■ Document passage
┄┄┄┄┄┄┄┄┄┄
# STUCK IN 4X4



## brutemike (Mar 23, 2010)

Quick ? the lite on display says 4wd and doesnt flash so no code but wont go in 2wd has anyone had this any advice and yes ive looked at the other threads.I didnt have time to really get into yet but going to start on it tomarrow.Jjust know it wont go into 2wd.


----------



## IBBruin (Feb 10, 2009)

Off the top of my head I'd say your switch has come unplugged or it's full of trash.


----------



## hp488 (Sep 23, 2009)

Check to see if you have water in your front diff


----------



## brutemike (Mar 23, 2010)

Just put bike back togeather had diff apart so its all clean and new oil. Like ib said going to check all plugs and wires.


----------



## drtj (May 3, 2009)

if the little rubber piece is tore I'd blow it out & put dielectric grese in there


----------



## bigdigger1527 (Dec 1, 2009)

a buddy of mine had the same problem awhile back, but it had been awhile since he last rode, after a few miles he finally got it to go back into 2wd, we just figured it was because it had not been driven for a long period of time...


----------



## brutemike (Mar 23, 2010)

Its full of grease and has been cleaned and regreased a few times. Some thing would have to cause this rideing it shouldnt make it work but you never know.Going to take a look today when wife gets home from work let you guys know what i find. thanx for info


----------



## FABMAN (Dec 18, 2008)

Hay IBBruin couldn't that be that 10amp fuse connector under the seat? I know mine was stuck in 2wd and that was the problem.


----------



## IBBruin (Feb 10, 2009)

Stuck in 2wd could be a fuse problem for sure but his is stuck in 4wd. I've never heard of one stuck in 4wd because of a fuse proplem. I guess if it was in 4wd when the fuse blew or the connection went bad it could be stuck in 4wd just as easy. Good point Fabman.


----------



## brutemike (Mar 23, 2010)

Heres what i got now after messing with it got power to switch, did all the test on the actuator all pass but now the the lite is flashing back and forth 1 sec so i guessing its the actuator what do u guys think? The lite started after i took it out and it just moves like an 1/8 of a turn i dont get it worked when i took the bike down for repair now the actuator is broke what the h*** and one more thing i put power to the motor and it turns.:thinking::thinking::thinking:


----------



## IBBruin (Feb 10, 2009)
┄┄┄┄┄┄┄┄┄┄
■ Collected data
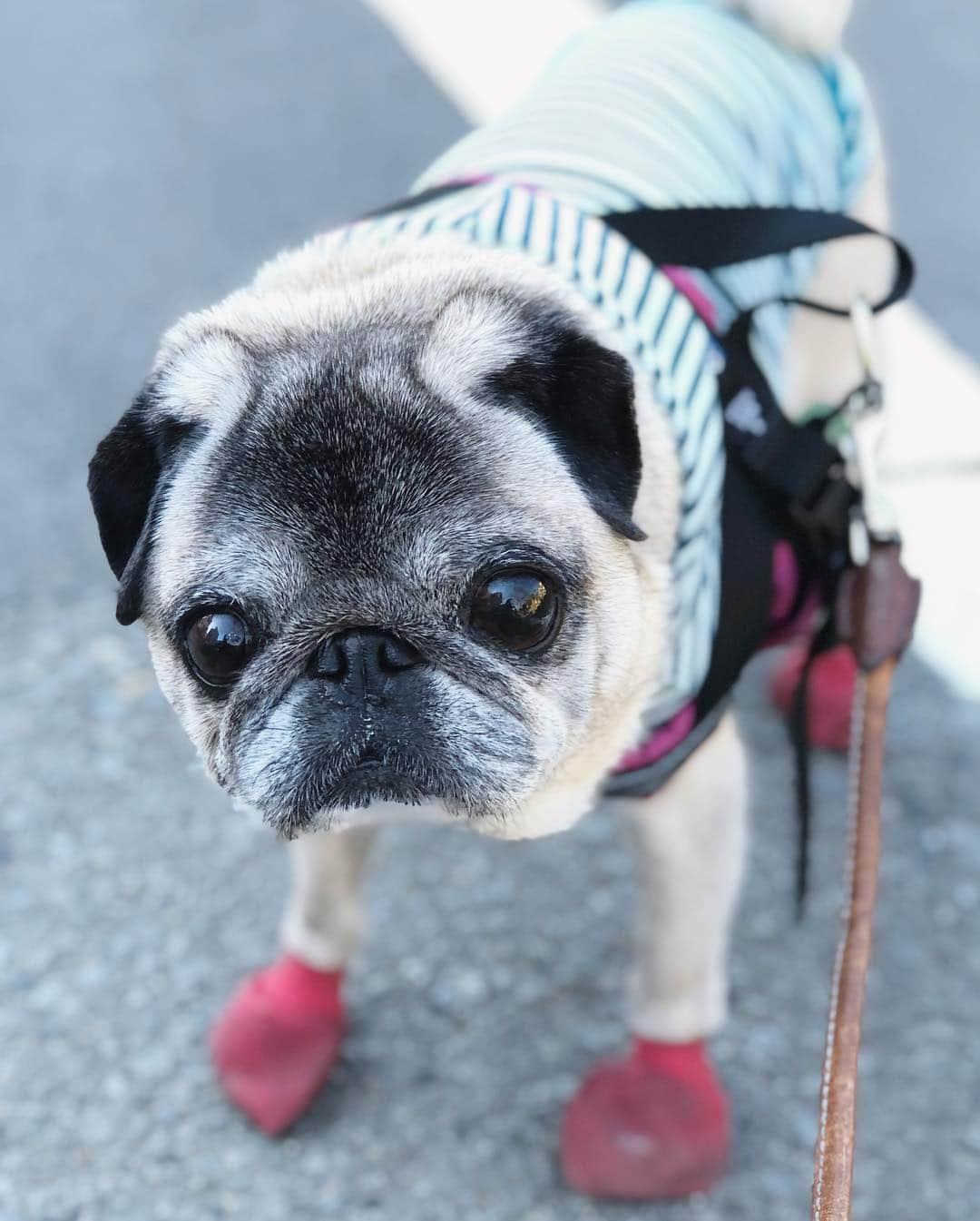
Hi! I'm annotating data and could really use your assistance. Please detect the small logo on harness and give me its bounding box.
┄┄┄┄┄┄┄┄┄┄
■ Stated exercise 1
Reproduce the part of the forum thread about the bike stuck in 4x4 between "Its full of" and "(Dec 18, 2008)", inclusive.
■ Stated exercise 2
List every distinct username that appears as a poster in the forum thread about the bike stuck in 4x4.
■ Stated exercise 3
Go on with the forum thread about the bike stuck in 4x4 from the point where it stops.

■ Task output 1
Its full of grease and has been cleaned and regreased a few times. Some thing would have to cause this rideing it shouldnt make it work but you never know.Going to take a look today when wife gets home from work let you guys know what i find. thanx for info


----------



## FABMAN (Dec 18, 2008)

■ Task output 2
brutemike, IBBruin, hp488, drtj, bigdigger1527, FABMAN

■ Task output 3
----------



## brutemike (Mar 23, 2010)

I already printed that out but thank you Ibbruin. Just got done messing with it some more i took the actuator apart and put it in the spot where 2wd would be and put back in then turned the key on lite flashing spun the rear wheels in 2wd then put switch in 4wd and spun rear wheels it engaged the front end and lite went to 4wd(no flashing 2wd 4wd) then put switch in 2wd and nothing.:thinking: I about ready to do the manual one. Im not paying that much for a new actuator. Unless you guys have any ideas.


----------



## brutemike (Mar 23, 2010)

So i said screw this and started on the manual one byrd did the write up on and so far i got done with the actuator part just have to get some sort of cable and shifter.


----------



## z24guy (Nov 27, 2010)

does your kebc still work? ie does it do the self test when you turn the key off? I went through this on a buddies 650i and it was the fusebox. It got wet and it rotted to hell. if the kebc doesnt work, use a test light and check the fusees with the key on, I didn't get enough power to run the test light but the kebc started to buzz.


----------



## brutemike (Mar 23, 2010)

got the rite voltage so im putting on my manual one on tomarrow.will let you guys how it works.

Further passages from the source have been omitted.